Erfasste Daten
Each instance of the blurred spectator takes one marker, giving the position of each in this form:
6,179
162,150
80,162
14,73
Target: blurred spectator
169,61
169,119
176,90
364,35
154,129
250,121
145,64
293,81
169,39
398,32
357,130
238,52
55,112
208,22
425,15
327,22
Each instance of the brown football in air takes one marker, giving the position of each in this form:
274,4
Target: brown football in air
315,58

...

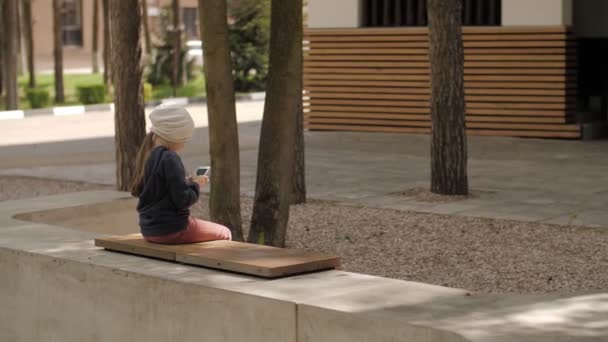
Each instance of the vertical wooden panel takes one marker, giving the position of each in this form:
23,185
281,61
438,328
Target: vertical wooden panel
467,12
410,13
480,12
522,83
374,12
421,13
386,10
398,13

...

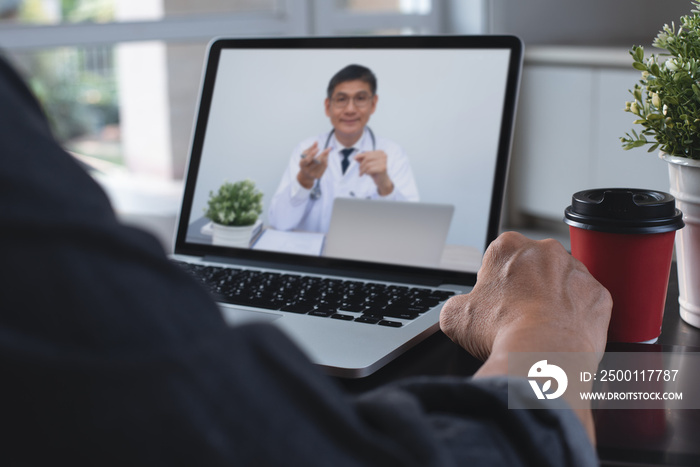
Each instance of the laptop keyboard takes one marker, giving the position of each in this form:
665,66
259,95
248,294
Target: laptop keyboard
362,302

§ Deine Aufgabe
Such aus den Einträgen alle Zeilen heraus, in denen das Wort "brown" steht, und schreib sie ab.

§ Lösung
Each instance of the brown football in air takes one marker, giving the position of each in this form:
Target: brown football in air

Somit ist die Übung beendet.